------ Source records ------
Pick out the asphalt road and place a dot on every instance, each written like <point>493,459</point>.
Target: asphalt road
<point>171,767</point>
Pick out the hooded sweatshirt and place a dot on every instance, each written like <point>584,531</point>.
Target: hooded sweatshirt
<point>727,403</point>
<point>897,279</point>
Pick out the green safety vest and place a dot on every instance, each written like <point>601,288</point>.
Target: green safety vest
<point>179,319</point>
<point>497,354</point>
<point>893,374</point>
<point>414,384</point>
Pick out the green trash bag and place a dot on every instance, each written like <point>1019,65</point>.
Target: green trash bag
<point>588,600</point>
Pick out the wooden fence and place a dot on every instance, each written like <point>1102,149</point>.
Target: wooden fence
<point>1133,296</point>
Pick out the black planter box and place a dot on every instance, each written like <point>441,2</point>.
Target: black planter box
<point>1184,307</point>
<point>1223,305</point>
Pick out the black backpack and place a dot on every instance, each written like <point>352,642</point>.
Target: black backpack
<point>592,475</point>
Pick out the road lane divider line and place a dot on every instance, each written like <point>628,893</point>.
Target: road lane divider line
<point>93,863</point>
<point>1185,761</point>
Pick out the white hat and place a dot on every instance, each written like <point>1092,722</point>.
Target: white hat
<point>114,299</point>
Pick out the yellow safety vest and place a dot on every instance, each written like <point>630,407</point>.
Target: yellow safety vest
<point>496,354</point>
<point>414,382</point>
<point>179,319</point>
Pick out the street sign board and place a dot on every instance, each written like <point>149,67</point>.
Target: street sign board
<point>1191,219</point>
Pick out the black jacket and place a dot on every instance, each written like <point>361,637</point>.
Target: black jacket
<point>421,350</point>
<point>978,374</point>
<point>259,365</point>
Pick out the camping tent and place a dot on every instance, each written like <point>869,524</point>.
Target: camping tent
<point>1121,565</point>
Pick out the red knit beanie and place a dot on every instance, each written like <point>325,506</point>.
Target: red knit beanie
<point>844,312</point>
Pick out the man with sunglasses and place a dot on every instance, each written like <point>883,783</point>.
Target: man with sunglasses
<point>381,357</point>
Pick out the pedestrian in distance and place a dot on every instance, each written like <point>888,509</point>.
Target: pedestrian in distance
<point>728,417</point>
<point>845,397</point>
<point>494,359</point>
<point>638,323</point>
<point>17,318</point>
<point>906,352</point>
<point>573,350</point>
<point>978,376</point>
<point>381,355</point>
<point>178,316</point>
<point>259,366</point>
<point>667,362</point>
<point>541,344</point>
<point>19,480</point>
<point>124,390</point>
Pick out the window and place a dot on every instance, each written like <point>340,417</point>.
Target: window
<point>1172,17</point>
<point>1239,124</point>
------
# Task directions
Rewrite all the records above, changing "place a dot on" to "mark" wherever it occurs and leaving everything else as is.

# Exercise answer
Pick out the asphalt road and mark every instance, each written like <point>493,459</point>.
Target: asphalt road
<point>171,767</point>
Pick out the hooded sweatshirt and mark every instance, each written like <point>584,531</point>.
Target: hooded sweatshirt
<point>727,403</point>
<point>897,279</point>
Pick out the green safety vest and mark every instance, each written like <point>601,288</point>.
Target: green safety vest
<point>179,319</point>
<point>497,354</point>
<point>893,374</point>
<point>414,384</point>
Pick out the green trash bag and mark every instance, each written like <point>1019,65</point>.
Target: green trash bag
<point>588,600</point>
Pick out the wooden fence and mark every instance, each written like <point>1102,149</point>.
Target: wooden fence
<point>1133,296</point>
Pick out the black planter box and mark every instance, each written like <point>441,2</point>.
Target: black planter box
<point>1184,307</point>
<point>1223,305</point>
Pick out the black backpack and mark every instance, each written like <point>352,642</point>.
Target: black backpack
<point>592,475</point>
Pick out the road lane divider line and mark every instance, each written like <point>628,893</point>.
Target: road lane divider line
<point>93,863</point>
<point>1185,761</point>
Pick out the white hat and mark every instance, each written like <point>1092,722</point>.
Target: white hat
<point>114,299</point>
Pick out the yellow safety vest and mark every instance, each written like <point>630,407</point>.
Target: yellow safety vest
<point>496,354</point>
<point>414,382</point>
<point>179,319</point>
Pick out the street sign board and mark every instance, each written like <point>149,67</point>.
Target: street sign board
<point>1191,219</point>
Pick out the black jacket and mark every instance, each written like <point>361,637</point>.
Target: black jacket
<point>421,350</point>
<point>978,374</point>
<point>259,365</point>
Pick out the camping tent and mark every instance, each written like <point>869,524</point>.
Target: camping tent
<point>1121,565</point>
Pick out the red knit beanie and mark every instance, each written like <point>325,506</point>.
Target: red knit beanie
<point>844,312</point>
Pick out the man with sunglasses and mark every instance, each written like <point>883,783</point>.
Target: man with sunglasses
<point>381,357</point>
Pick out the pedestrian in distance and mark every instance, each written like <point>888,509</point>.
Target: pedestrian in distance
<point>728,417</point>
<point>845,397</point>
<point>494,359</point>
<point>638,323</point>
<point>17,318</point>
<point>906,352</point>
<point>573,350</point>
<point>978,376</point>
<point>381,355</point>
<point>178,316</point>
<point>259,366</point>
<point>667,362</point>
<point>541,344</point>
<point>19,480</point>
<point>124,390</point>
Pick out the window and mark every instance, each written like <point>340,417</point>.
Target: window
<point>1172,17</point>
<point>1239,124</point>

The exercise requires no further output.